- **Consigne**:
Extrayez des données ci-dessous, sans aucune modification, la partie qui commence à la ligne contenant « yellow and navy » et se termine à la fin des données, ces deux limites comprises.

- **Extrait des données**:
○ ○ ○ ○ ○ ○ ○
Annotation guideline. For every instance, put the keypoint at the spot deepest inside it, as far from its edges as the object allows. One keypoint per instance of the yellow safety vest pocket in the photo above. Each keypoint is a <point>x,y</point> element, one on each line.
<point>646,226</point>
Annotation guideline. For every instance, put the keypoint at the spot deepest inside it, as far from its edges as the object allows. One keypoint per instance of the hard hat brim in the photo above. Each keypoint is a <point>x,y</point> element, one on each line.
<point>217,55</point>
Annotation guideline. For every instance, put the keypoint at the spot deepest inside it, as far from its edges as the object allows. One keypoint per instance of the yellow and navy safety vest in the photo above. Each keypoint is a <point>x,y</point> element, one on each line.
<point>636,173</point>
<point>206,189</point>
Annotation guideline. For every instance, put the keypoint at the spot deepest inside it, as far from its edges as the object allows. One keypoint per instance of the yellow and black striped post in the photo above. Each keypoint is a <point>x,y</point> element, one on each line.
○ ○ ○ ○ ○ ○ ○
- **Corrigé**:
Annotation guideline. For every instance, put the keypoint at the spot deepest inside it, as far from its edges as the object allows. One keypoint per instance of the yellow and navy safety vest in the photo above. Each keypoint is a <point>x,y</point> element, one on each line.
<point>636,173</point>
<point>206,189</point>
Annotation guideline. For every instance, put the keypoint at the spot deepest inside it, as far from its edges as the object allows. One keypoint per instance of the yellow and black striped post in the photo above. Each keypoint is a <point>x,y</point> element, one on each line.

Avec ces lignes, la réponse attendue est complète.